=== Исходный фрагмент ===

Но, как и всякое качество — мускульная ли сила атлета, точность ли движений музыканта и квалифицированного рабочего или психическая техника актера — она должна развиваться постепенно, начиная с самого малого и посильного, прибавляя нагрузку раз за разом, осторожно, не спеша.
Примером может служить ходящий по проволоке цирковой балансер. Сначала стоять на проволоке ему удавалось одно мгновенье — и тут же потеря равновесия. Но постепенно равновесие усваивается и, в конце концов, делается настолько легким и привычным, что не требует никакого сознательного усилия.
В такое же положение при развитии способности «верить» нужно ставить и актера. Нужно последовательно, терпеливо и настойчиво упражнять и развивать в нем ту небольшую сначала способность верить и отдаваться воображаемым обстоятельствам, какая есть в нем.
Как способность сохранять равновесие развивается у канатоходца постепенно, так же постепенно должна развиваться и способность веры у актера.
Начало этой веры — наивность, а основа наивности -— та самая первая реакция, которая мгновенно появляется вслед за получаемым нами впечатлением. Именно в ней, в первой реакции, и находятся истоки творческого воображения и веры. За нее-то, за первую реакцию и надо схватиться как за реальную, конкретную возможность развития воображения, а вместе с ним — творческой наивности и веры во все обстоятельства пьесы и роли.
Отдаваться своей первой реакции — это значит воспитывать у себя наше творческое актерское воображение и необходимую нам наивную веру в обстоятельства.
А чтобы укрепить возникшее воображение и веру, надо только пустить себя на него и на возникшую реакцию. Это мы уже знаем.
Кроме того — и это также чрезвычайно важно — в этом искусстве отдаваться первичной реакции и таится секрет выразительности. Те актеры, у кого читаешь по лицу каждую его мысль, каждое чувство, — отличаются именно тем, что не затормаживают своих первичных непроизвольных реакций. Такому актеру нечего думать о том, «дойдет до публики» его переживание или нет, — он весь такой открытый, такой прозрачный, что на лице и в каждом положении, в каждом движении видна вся его внутренняя жизнь.
Практические приемы для выработки свободной реакции
Так же, как и во всяком деле, и нам прежде всего надо определить верные и необходимые рефлексы нашего творческого процесса, а затем вырабатывать их.
При этом может оказаться, что многие из рефлексов, выработанных у нас жизнью и вполне устраивающих нас в быту, для сцены придется перестраивать и перевоспитывать. Например, для большинства начинающих актеров зрительный зал будет только мешать и отвлекать, а надо, наоборот, чтобы он возбуждал его творческое состояние и сосредоточивал на обстоятельствах пьесы и роли. Этот нужный для актера рефлекс появляется не сразу и вырастает по мере практики.

===

Отредактируйте в отрывке о вере актера отрезок от «Как способность сохранять» до «обстоятельства пьесы и роли.» включительно, заменив «канатоходца» на «эквилибриста», и приведите этот отрезок полностью. Сохраненные записи здесь не понадобятся.

=== Извлеченные данные ===

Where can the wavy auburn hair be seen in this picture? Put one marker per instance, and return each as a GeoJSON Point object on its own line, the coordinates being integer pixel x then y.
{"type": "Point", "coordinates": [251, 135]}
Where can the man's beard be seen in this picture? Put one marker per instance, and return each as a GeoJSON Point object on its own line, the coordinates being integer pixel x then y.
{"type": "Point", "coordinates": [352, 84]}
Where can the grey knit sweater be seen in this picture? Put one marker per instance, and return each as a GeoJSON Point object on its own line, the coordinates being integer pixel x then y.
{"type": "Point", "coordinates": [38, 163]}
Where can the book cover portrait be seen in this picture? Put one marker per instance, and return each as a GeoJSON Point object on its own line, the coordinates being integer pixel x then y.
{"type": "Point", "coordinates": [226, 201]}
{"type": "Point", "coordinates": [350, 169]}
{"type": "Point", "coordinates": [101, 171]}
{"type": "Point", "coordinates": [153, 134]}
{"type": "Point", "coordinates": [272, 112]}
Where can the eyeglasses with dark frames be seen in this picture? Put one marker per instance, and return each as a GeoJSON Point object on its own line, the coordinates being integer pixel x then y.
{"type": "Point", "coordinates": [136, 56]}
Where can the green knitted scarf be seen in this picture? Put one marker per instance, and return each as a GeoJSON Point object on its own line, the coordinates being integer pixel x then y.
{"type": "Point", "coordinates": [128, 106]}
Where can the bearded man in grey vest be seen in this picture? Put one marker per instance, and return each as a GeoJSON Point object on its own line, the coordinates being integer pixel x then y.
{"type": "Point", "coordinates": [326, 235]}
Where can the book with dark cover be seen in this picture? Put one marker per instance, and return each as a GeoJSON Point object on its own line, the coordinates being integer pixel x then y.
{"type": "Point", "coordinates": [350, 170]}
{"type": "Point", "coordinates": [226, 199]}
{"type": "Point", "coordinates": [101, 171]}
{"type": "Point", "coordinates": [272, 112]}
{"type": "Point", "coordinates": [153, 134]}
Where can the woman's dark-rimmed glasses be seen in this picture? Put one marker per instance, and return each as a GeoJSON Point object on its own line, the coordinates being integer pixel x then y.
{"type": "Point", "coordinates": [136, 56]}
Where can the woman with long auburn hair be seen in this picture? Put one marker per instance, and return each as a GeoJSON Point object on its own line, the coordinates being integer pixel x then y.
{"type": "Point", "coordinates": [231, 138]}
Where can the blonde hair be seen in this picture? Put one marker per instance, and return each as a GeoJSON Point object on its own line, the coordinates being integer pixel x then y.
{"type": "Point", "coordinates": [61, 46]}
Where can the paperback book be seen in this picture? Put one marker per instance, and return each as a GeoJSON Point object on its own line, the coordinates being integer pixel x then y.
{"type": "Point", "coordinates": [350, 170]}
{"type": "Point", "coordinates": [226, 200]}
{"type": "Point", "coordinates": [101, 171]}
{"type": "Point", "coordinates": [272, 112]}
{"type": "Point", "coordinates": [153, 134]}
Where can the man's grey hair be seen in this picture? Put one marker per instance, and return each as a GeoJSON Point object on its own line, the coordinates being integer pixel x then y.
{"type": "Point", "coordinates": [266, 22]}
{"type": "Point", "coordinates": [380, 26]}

===

**Правильный ответ**
Как способность сохранять равновесие развивается у эквилибриста постепенно, так же постепенно должна развиваться и способность веры у актера.
Начало этой веры — наивность, а основа наивности -— та самая первая реакция, которая мгновенно появляется вслед за получаемым нами впечатлением. Именно в ней, в первой реакции, и находятся истоки творческого воображения и веры. За нее-то, за первую реакцию и надо схватиться как за реальную, конкретную возможность развития воображения, а вместе с ним — творческой наивности и веры во все обстоятельства пьесы и роли.